[start]

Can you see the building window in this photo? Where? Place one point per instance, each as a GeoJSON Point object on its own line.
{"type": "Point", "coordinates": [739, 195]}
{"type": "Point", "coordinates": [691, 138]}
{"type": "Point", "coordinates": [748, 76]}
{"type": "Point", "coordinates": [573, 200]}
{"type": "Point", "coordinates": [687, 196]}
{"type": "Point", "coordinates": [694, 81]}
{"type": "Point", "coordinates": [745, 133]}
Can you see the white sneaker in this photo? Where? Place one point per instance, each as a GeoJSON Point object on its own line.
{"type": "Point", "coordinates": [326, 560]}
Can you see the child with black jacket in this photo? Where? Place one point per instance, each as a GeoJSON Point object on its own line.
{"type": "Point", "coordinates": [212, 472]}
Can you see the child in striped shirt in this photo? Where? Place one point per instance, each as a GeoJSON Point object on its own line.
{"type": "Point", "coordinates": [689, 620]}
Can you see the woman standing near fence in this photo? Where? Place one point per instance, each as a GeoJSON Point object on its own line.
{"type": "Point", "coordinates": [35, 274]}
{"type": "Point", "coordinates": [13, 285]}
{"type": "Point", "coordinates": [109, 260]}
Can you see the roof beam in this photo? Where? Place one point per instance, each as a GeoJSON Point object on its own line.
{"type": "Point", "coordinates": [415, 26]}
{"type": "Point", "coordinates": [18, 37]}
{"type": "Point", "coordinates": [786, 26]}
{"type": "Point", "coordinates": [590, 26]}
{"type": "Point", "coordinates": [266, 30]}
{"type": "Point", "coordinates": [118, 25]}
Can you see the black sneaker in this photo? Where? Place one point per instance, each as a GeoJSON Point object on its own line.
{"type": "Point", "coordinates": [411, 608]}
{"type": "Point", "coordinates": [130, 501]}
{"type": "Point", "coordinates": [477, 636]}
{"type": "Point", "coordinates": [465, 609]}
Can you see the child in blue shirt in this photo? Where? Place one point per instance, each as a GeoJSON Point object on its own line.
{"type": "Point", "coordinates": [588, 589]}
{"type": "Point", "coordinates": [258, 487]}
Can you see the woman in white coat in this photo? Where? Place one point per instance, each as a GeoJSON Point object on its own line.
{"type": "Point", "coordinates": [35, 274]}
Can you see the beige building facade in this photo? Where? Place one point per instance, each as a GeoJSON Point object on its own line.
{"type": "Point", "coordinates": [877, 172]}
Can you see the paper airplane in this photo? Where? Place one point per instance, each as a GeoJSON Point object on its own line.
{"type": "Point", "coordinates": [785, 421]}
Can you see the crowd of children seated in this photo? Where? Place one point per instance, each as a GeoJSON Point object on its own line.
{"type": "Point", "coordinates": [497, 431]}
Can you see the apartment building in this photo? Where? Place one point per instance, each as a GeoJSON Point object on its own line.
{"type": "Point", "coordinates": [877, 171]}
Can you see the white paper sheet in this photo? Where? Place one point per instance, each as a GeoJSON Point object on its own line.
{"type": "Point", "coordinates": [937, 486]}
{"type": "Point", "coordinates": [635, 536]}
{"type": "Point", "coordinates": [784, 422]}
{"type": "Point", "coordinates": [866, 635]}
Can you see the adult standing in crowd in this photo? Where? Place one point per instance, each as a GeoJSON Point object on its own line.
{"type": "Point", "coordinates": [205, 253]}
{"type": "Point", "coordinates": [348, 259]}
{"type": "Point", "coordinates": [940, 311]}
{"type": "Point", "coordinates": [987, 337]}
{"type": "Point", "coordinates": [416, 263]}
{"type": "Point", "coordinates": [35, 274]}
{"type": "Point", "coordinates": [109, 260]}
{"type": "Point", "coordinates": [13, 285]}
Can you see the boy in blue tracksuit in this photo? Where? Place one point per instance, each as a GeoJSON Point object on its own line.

[end]

- [Task brief]: Each line of the material should be echoed exactly.

- [Exercise output]:
Can you see the building window in this photo? Where? Place one point per instance, each as a GeoJSON Point object on its own line.
{"type": "Point", "coordinates": [739, 195]}
{"type": "Point", "coordinates": [691, 138]}
{"type": "Point", "coordinates": [748, 76]}
{"type": "Point", "coordinates": [573, 200]}
{"type": "Point", "coordinates": [687, 196]}
{"type": "Point", "coordinates": [694, 81]}
{"type": "Point", "coordinates": [745, 133]}
Can you see the white sneaker in this photo? Where? Place one point per instance, each as a GeoJSON Point object on its own line.
{"type": "Point", "coordinates": [326, 560]}
Can you see the child with black jacket in this photo? Where? Place one point per instance, each as a GeoJSON Point object on its own line.
{"type": "Point", "coordinates": [212, 472]}
Can you see the child in striped shirt in this photo? Where? Place one point per instance, each as a GeoJSON Point object on its own line.
{"type": "Point", "coordinates": [689, 620]}
Can you see the woman standing near fence in this photo? Where? Place one point per instance, each as a GeoJSON Point object on its own line.
{"type": "Point", "coordinates": [35, 274]}
{"type": "Point", "coordinates": [13, 285]}
{"type": "Point", "coordinates": [109, 260]}
Can you see the roof beam in this photo? Where? Place one point per instance, each as a GeoJSON Point object on its own line.
{"type": "Point", "coordinates": [415, 26]}
{"type": "Point", "coordinates": [18, 37]}
{"type": "Point", "coordinates": [786, 26]}
{"type": "Point", "coordinates": [590, 26]}
{"type": "Point", "coordinates": [266, 30]}
{"type": "Point", "coordinates": [118, 25]}
Can you see the black sneaker in this photo? Where? Place one point per instance, each as a GeoJSON Point object on its own line.
{"type": "Point", "coordinates": [411, 608]}
{"type": "Point", "coordinates": [130, 501]}
{"type": "Point", "coordinates": [477, 636]}
{"type": "Point", "coordinates": [465, 609]}
Can you see the child in blue shirt in this photo? Where? Place one point per instance, each as a GeoJSON Point object on its own line.
{"type": "Point", "coordinates": [588, 589]}
{"type": "Point", "coordinates": [258, 487]}
Can you see the woman in white coat in this photo? Where? Place one point per instance, each as a GeoJSON Point object on its own line.
{"type": "Point", "coordinates": [35, 274]}
Can you see the beige building facade in this photo? Where? Place one point per instance, each as a GeoJSON Point object on its own line.
{"type": "Point", "coordinates": [877, 172]}
Can you see the paper airplane in this photo? Where? Place one point per instance, each as a GeoJSON Point object on its own line.
{"type": "Point", "coordinates": [785, 421]}
Can you see the crowd of children seated in this photo? Where? Place one point per instance, each as a GeoJSON Point object on its own line.
{"type": "Point", "coordinates": [497, 431]}
Can you see the apartment building in this photo? Where? Place one point per instance, each as a GeoJSON Point object on its own line.
{"type": "Point", "coordinates": [877, 171]}
Can you see the white paper sheet in this photo? Where? Place one point per instance, each as a GeoJSON Point object on its own line.
{"type": "Point", "coordinates": [937, 486]}
{"type": "Point", "coordinates": [635, 536]}
{"type": "Point", "coordinates": [784, 422]}
{"type": "Point", "coordinates": [866, 635]}
Can you see the adult standing in crowd in this photo? Where? Place one point per instance, each as a GeoJSON Point object on its own line.
{"type": "Point", "coordinates": [205, 253]}
{"type": "Point", "coordinates": [348, 259]}
{"type": "Point", "coordinates": [940, 311]}
{"type": "Point", "coordinates": [987, 337]}
{"type": "Point", "coordinates": [416, 263]}
{"type": "Point", "coordinates": [35, 274]}
{"type": "Point", "coordinates": [109, 260]}
{"type": "Point", "coordinates": [13, 285]}
Can you see the boy in blue tracksuit in this photo? Where? Place one point per instance, each as a GeoJSON Point object on its own line.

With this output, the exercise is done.